**YOUR TASK**
Leaving the images out, output each entry below exactly.

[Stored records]
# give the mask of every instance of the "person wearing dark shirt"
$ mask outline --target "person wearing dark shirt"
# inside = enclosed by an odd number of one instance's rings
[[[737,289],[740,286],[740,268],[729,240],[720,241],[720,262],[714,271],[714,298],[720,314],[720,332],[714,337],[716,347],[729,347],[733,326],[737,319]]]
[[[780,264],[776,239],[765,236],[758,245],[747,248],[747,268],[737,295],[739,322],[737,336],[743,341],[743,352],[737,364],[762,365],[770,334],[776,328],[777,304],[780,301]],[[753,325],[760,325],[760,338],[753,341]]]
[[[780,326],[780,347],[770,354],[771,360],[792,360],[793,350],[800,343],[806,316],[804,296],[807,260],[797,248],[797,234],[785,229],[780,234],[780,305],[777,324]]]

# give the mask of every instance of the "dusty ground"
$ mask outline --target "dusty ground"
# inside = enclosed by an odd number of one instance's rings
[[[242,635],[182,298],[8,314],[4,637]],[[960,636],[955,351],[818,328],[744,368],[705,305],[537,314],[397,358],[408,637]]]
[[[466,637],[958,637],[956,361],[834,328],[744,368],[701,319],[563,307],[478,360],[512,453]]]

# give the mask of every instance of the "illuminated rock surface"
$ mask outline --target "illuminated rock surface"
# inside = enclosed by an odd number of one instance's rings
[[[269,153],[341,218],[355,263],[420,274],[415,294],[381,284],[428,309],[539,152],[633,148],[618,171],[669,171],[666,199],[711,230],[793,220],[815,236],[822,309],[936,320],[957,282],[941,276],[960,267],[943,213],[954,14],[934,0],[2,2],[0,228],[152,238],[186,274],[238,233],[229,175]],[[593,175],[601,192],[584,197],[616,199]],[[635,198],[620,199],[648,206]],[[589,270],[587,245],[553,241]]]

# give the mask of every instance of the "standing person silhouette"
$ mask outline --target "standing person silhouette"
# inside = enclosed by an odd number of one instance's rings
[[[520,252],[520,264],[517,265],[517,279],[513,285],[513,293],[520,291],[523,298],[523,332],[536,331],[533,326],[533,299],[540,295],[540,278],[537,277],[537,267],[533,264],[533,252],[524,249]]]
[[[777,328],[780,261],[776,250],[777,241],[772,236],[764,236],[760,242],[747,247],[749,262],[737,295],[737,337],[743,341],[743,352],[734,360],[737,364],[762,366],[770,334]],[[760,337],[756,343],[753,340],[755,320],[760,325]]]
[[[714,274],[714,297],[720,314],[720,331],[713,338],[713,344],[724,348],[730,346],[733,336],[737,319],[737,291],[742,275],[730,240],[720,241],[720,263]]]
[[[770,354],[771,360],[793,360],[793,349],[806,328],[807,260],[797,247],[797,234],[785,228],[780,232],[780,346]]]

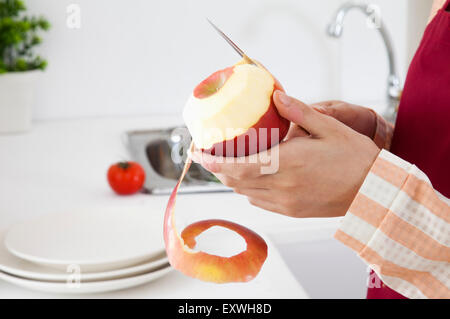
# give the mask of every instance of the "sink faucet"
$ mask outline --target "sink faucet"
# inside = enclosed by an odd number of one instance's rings
[[[344,19],[347,13],[352,9],[359,9],[363,13],[365,13],[369,18],[372,17],[373,12],[373,5],[370,4],[363,4],[363,3],[356,3],[353,1],[349,1],[344,3],[339,9],[336,11],[336,14],[334,16],[334,19],[332,22],[328,25],[327,28],[327,34],[330,37],[333,38],[339,38],[342,35],[342,31],[344,28]],[[402,88],[400,84],[400,78],[397,75],[397,68],[396,68],[396,62],[395,62],[395,56],[394,56],[394,50],[392,47],[391,38],[381,21],[377,21],[376,29],[379,31],[381,38],[384,42],[384,45],[386,47],[387,55],[388,55],[388,61],[389,61],[389,76],[388,76],[388,86],[387,86],[387,99],[388,99],[388,106],[383,114],[383,117],[388,120],[391,123],[395,122],[396,116],[397,116],[397,108],[398,103],[400,101]]]

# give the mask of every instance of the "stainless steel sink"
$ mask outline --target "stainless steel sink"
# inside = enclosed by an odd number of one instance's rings
[[[169,194],[183,170],[191,137],[185,127],[130,131],[127,146],[133,161],[146,173],[145,191]],[[223,192],[230,189],[201,165],[193,163],[180,186],[180,193]]]

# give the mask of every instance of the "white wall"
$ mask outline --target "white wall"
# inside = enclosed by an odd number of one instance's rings
[[[409,0],[417,1],[417,0]],[[49,60],[35,119],[169,113],[179,116],[193,86],[238,56],[205,22],[216,22],[287,91],[307,102],[384,98],[381,40],[352,12],[343,38],[325,27],[343,0],[28,0],[51,21],[40,53]],[[408,0],[374,0],[392,33],[404,79]],[[66,25],[81,8],[81,28]]]
[[[408,65],[420,42],[432,0],[372,0],[381,9],[396,53],[397,72],[402,84]],[[365,17],[349,13],[339,49],[341,97],[377,104],[386,95],[388,59],[377,30],[365,26]]]
[[[397,58],[397,72],[404,79],[406,69],[407,1],[372,1],[391,34]],[[386,95],[388,59],[378,30],[366,26],[366,17],[350,12],[340,46],[341,96],[355,101],[377,101]]]
[[[411,60],[428,23],[433,0],[410,0],[408,3],[407,54]]]

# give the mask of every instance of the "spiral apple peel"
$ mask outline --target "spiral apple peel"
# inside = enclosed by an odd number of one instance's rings
[[[181,235],[178,233],[175,227],[175,201],[180,183],[191,163],[188,159],[181,178],[172,191],[164,216],[164,240],[170,264],[185,275],[203,281],[227,283],[252,280],[267,258],[266,242],[252,230],[226,220],[210,219],[193,223]],[[231,257],[195,251],[195,238],[213,226],[225,227],[238,233],[246,241],[247,249]]]

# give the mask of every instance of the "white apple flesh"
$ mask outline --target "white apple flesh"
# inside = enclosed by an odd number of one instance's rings
[[[245,156],[278,144],[289,121],[273,103],[275,90],[283,88],[261,66],[241,62],[210,75],[183,111],[195,146],[213,155]]]

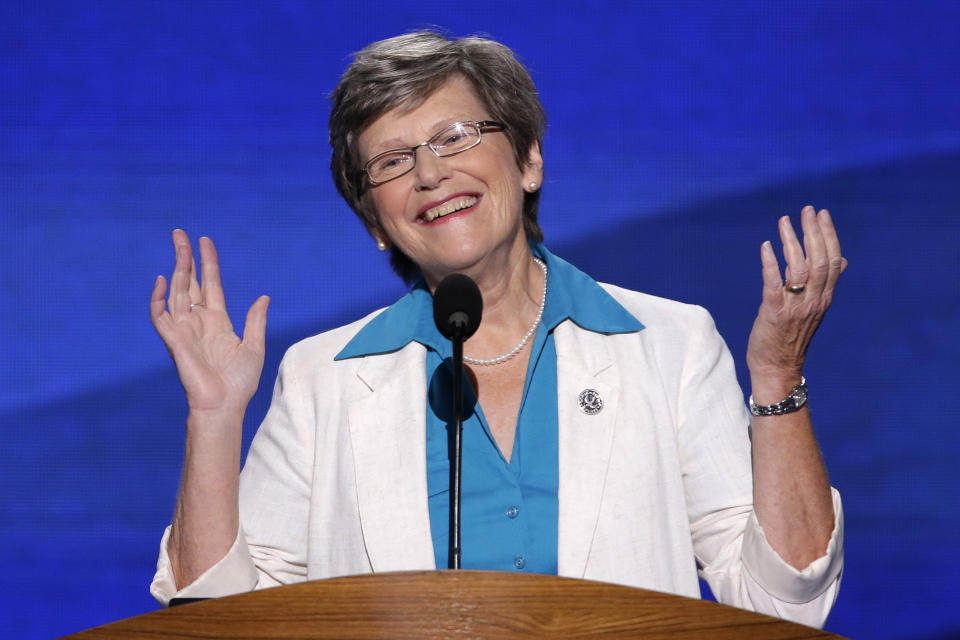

**REPLY TO THE EXERCISE**
# give the mask of every instance of the "person wearing dark shirt"
$ mask outline --target "person wearing dark shirt"
# inside = enclosed by an odd number of one instance's rings
[[[737,289],[740,286],[740,268],[729,240],[720,241],[720,262],[714,271],[714,298],[720,314],[720,332],[714,337],[716,347],[729,347],[733,326],[737,319]]]
[[[780,264],[776,239],[765,236],[758,245],[747,248],[747,268],[737,295],[739,322],[737,336],[743,341],[743,352],[737,364],[762,365],[770,334],[776,328],[777,304],[780,301]],[[753,325],[760,325],[760,338],[753,341]]]
[[[780,326],[780,347],[770,354],[771,360],[792,360],[793,350],[800,343],[806,316],[804,296],[807,260],[797,248],[797,234],[785,229],[780,234],[780,305],[777,324]]]

# give the mask of every instance of the "dusty ground"
$ mask outline --target "dusty ground"
# inside = enclosed by an odd number of one instance's rings
[[[242,635],[182,298],[8,314],[4,637]],[[960,636],[955,351],[818,328],[744,368],[705,305],[537,314],[397,358],[408,637]]]
[[[466,637],[958,637],[956,361],[834,328],[744,368],[701,319],[563,307],[478,360],[512,453]]]

# give the mask of every instance of the "illuminated rock surface"
$ mask outline --target "illuminated rock surface"
# inside = enclosed by an odd number of one instance's rings
[[[269,153],[341,218],[355,263],[420,274],[415,294],[381,284],[428,309],[539,152],[633,148],[618,171],[669,171],[666,199],[711,230],[793,220],[815,236],[822,309],[936,320],[957,282],[941,276],[960,267],[943,213],[954,14],[934,0],[2,2],[0,228],[152,238],[186,274],[238,233],[229,175]],[[593,175],[601,192],[584,197],[616,199]],[[635,198],[620,199],[648,206]],[[589,270],[587,245],[553,241]]]

# give the mask of every instance of the "standing person silhouette"
$ mask outline --target "standing person silhouette"
# inside = enclosed by an odd number of one instance's rings
[[[520,252],[520,264],[517,265],[517,279],[513,285],[513,293],[520,291],[523,298],[523,332],[536,331],[533,326],[533,299],[540,295],[540,278],[537,277],[537,267],[533,264],[533,252],[524,249]]]
[[[777,328],[780,261],[776,250],[777,241],[772,236],[764,236],[760,242],[747,247],[749,262],[737,295],[737,337],[743,341],[743,352],[734,360],[737,364],[762,366],[770,334]],[[760,337],[756,343],[753,340],[755,320],[760,325]]]
[[[714,274],[714,297],[720,314],[720,331],[713,338],[713,344],[724,348],[730,346],[733,336],[737,319],[737,291],[742,275],[730,240],[720,241],[720,263]]]
[[[770,354],[771,360],[793,360],[793,349],[806,328],[807,260],[797,247],[797,234],[785,228],[780,232],[780,346]]]

# give the mask of every instance of the "sink faucet"
$ mask outline --target "sink faucet"
# inside = enclosed by an odd number of one instance's rings
[[[344,19],[347,13],[352,9],[359,9],[363,13],[365,13],[369,18],[372,17],[373,12],[373,5],[370,4],[363,4],[363,3],[356,3],[353,1],[349,1],[344,3],[339,9],[336,11],[336,14],[334,16],[334,19],[332,22],[328,25],[327,28],[327,34],[330,37],[333,38],[339,38],[342,35],[342,31],[344,28]],[[402,88],[400,84],[400,78],[397,75],[397,68],[396,68],[396,62],[395,62],[395,56],[394,56],[394,50],[392,47],[391,38],[381,21],[377,21],[376,29],[379,31],[381,38],[384,42],[384,45],[386,47],[387,55],[388,55],[388,61],[389,61],[389,76],[388,76],[388,86],[387,86],[387,99],[388,99],[388,106],[383,114],[383,117],[388,120],[391,123],[395,122],[396,116],[397,116],[397,108],[398,103],[400,101]]]

# give the mask of every instance of the "stainless steel sink"
$ mask outline --target "stainless steel sink"
# inside = enclosed by an odd number of one instance's rings
[[[169,194],[183,170],[191,137],[185,127],[130,131],[127,146],[133,161],[146,173],[145,191]],[[223,192],[230,189],[201,165],[193,163],[180,186],[180,193]]]

# give the mask of every instance of the "white wall"
$ mask outline --target "white wall"
# inside = enclosed by an odd number of one instance's rings
[[[409,0],[417,1],[417,0]],[[49,60],[35,119],[169,113],[179,116],[193,86],[238,56],[205,22],[216,22],[287,91],[307,102],[384,98],[381,40],[352,12],[343,38],[325,27],[343,0],[28,0],[51,21],[40,53]],[[408,0],[374,0],[392,33],[404,79]],[[66,25],[81,8],[81,28]]]
[[[408,65],[420,42],[432,0],[372,0],[381,9],[396,53],[397,72],[402,84]],[[365,17],[349,13],[339,49],[341,97],[377,104],[386,95],[388,59],[377,30],[365,26]]]
[[[397,58],[397,72],[404,79],[406,69],[407,1],[372,1],[391,34]],[[386,95],[388,59],[378,30],[366,26],[366,17],[350,12],[340,46],[341,96],[355,101],[377,101]]]
[[[411,60],[428,23],[433,0],[410,0],[408,3],[407,54]]]

# give the mask of every instance of the "spiral apple peel"
$ mask outline --target "spiral apple peel"
# inside = enclosed by an odd number of one instance's rings
[[[181,235],[178,233],[175,227],[175,201],[180,183],[191,163],[188,159],[181,178],[172,191],[164,216],[164,240],[170,264],[185,275],[203,281],[227,283],[252,280],[267,258],[266,242],[252,230],[226,220],[210,219],[193,223]],[[231,257],[195,251],[195,238],[213,226],[225,227],[238,233],[246,241],[247,249]]]

# give the mask of every instance of the "white apple flesh"
$ mask outline --target "white apple flesh"
# inside = enclosed by an odd number of one instance's rings
[[[245,156],[278,144],[289,121],[273,103],[275,90],[283,88],[261,66],[241,62],[210,75],[183,111],[195,146],[213,155]]]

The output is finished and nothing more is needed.